→ Passage to read
/---
Additionally or alternatively, the first sidelink UE may select the highest commonly occurring CAPC value of two.

[0182] In some aspects, the first sidelink UE may select the second CAPC value that is greater than or equal to a lowest CAPC value among CAPC values associated with the plurality of TBs. For example, among the plurality of TBs, 1 TB may have a CAPC value of one, 2 TBs may have a CAPC value of two, and 3 TBs may have a CAPC value of four. In this case, the first sidelink UE may select a CAPC value greater than or equal to the lowest CAPC value of one for the sensing duration of the LBT.

[0183] In some aspects, the second CAPC value may be stored (e.g., preconfigured) in a memory (e.g., memory 604) of the first sidelink UE. In some aspects, the second CAPC value may be based on a configuration of a resource pool. For example, the second CAPC value may be associated with a resource pool of time resources, frequency resources, and/or beam resources for transmitting the plurality of TBs. In some aspects, the second CAPC value may be based on a bandwidth part associated with the transmitting the plurality of TBs. The bandwidth part may include a range of frequencies for transmitting the plurality of TBs.

[0184] In some aspects, a medium access control (MAC) layer of the first sidelink UE may select the second CAPC value. The MAC layer may select the second CAPC value based on the aspects included above and below according to action 920. The MAC layer of the first sidelink UE may provide (e.g., forward) the selected second CAPC value to a physical (PHY) layer of the first sidelink UE.

[0185] In some aspects, the first sidelink UE may transmit a synchronization signal block (SSB) via a slot of the multiple consecutive slots. In this regard, the first sidelink UE may be a SyncRef UE that transmits SSB(s) to the second sidelink UE and/or other sidelink UEs in order to synchronize the second sidelink UE and/or other sidelink UEs to the first sidelink UE. When the first sidelink transmits SSB(s) in one or more slots of the multiple consecutive slots, the first sidelink UE may select the second CAPC value to be a CAPC value associated with a high priority communication. For example, the second CAPC value may be a low value (e.g., CAPC value of 1, a CAPC value of 2) corresponding to a high priority communication (e.g., a sidelink broadcast channel (SBCCH) communication). Additionally or alternatively, when the first sidelink UE transmits SSB(s) in one or more slots of the multiple consecutive slots, the first sidelink UE may select the second CAPC value that is a lowest CAPC value among CAPC values associated with the plurality of TBs to be transmitted in the multiple consecutive slots. Additionally or alternatively, when the first sidelink UE transmits SSB(s) in one or more slots of the multiple consecutive slots, the first sidelink UE may select the second CAPC value that is a highest CAPC value among CAPC values associated with the plurality of TBs to be transmitted in the multiple consecutive slots. Additionally or alternatively, when the first sidelink UE transmits SSB(s) in one or more slots of the multiple consecutive slots, the first sidelink UE may select the second CAPC value associated with a TB of the plurality of TBs transmitted in a leading slot (e.g., the first slot, the second slot, the third slot, etc.) of the multiple consecutive slots.
\---
→ Data shown
/---
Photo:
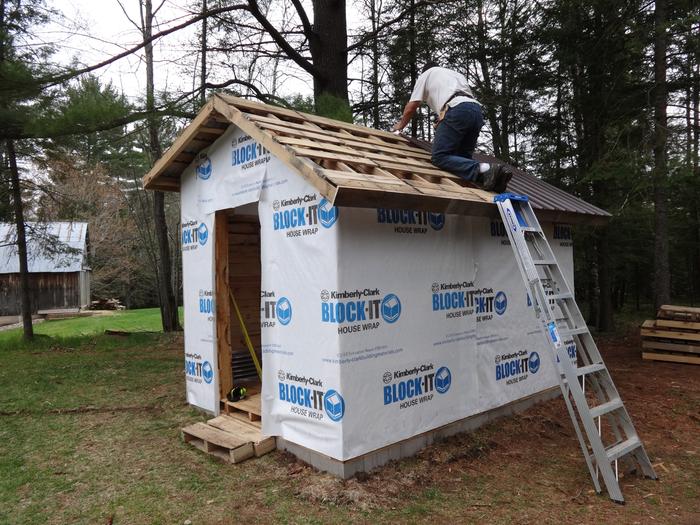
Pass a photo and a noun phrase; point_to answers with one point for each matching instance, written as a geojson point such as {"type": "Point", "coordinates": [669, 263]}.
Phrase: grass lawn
\---
/---
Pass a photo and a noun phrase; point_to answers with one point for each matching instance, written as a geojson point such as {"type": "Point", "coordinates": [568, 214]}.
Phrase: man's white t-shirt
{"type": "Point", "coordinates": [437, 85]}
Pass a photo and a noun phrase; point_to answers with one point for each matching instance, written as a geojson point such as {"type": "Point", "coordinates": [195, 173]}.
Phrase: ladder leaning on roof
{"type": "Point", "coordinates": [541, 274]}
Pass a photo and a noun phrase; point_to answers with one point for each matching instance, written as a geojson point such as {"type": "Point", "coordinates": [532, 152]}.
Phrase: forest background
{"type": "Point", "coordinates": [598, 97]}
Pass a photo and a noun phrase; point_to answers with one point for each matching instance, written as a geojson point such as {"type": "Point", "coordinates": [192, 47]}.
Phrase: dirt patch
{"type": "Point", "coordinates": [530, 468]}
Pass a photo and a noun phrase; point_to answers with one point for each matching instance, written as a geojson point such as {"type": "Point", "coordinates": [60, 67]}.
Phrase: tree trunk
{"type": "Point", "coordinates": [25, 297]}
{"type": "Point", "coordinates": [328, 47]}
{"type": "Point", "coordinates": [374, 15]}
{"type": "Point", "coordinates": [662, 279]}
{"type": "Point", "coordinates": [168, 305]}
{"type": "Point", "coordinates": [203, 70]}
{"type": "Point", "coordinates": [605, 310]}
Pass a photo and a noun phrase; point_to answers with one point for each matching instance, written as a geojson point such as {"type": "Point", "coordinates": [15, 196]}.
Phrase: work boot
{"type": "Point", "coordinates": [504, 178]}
\---
→ Your tasks
1. Copy the passage on sidelink CAPC selection word for word, starting at "Additionally or alternatively, the" and ending at "of the LBT.".
2. Pick up the passage on sidelink CAPC selection after its final sentence and carry it on.
You can leave the material aside.

→ Replies
1.
Additionally or alternatively, the first sidelink UE may select the highest commonly occurring CAPC value of two.

[0182] In some aspects, the first sidelink UE may select the second CAPC value that is greater than or equal to a lowest CAPC value among CAPC values associated with the plurality of TBs. For example, among the plurality of TBs, 1 TB may have a CAPC value of one, 2 TBs may have a CAPC value of two, and 3 TBs may have a CAPC value of four. In this case, the first sidelink UE may select a CAPC value greater than or equal to the lowest CAPC value of one for the sensing duration of the LBT.

2.
[0186] In some aspects, the first sidelink UE may transmit one or more SSB(s) to the second sidelink UE via a leading slot or within y slots of the leading slot of the multiple consecutive slots. The first sidelink UE may receive an indicator indicating a value of y from a network node and/or a second sidelink UE. In this regard, the first sidelink UE may receive the indicator indicating a value of y via a resource pool configuration, a bandwidth part configuration, DCI, SCI, a MAC CE communication, an RRC communication, or other suitable communication. The first sidelink UE may select the second CAPC value to be a CAPC value associated with a high priority communication. For example, the second CAPC value may be a low value (e.g., CAPC value of 1, a CAPC value of 2) corresponding to a high priority communication (e.g., a sidelink broadcast channel (SBCCH) communication).

[0187] In some aspects, the first sidelink UE may select the second CAPC value based on a duration of the multiple consecutive slots being longer than a duration of a maximum channel occupancy time (MCOT). In this regard, the first sidelink UE may select the second CAPC value that has a higher value (e.g., a lower priority) than the first CAPC value associated with the plurality of TBs.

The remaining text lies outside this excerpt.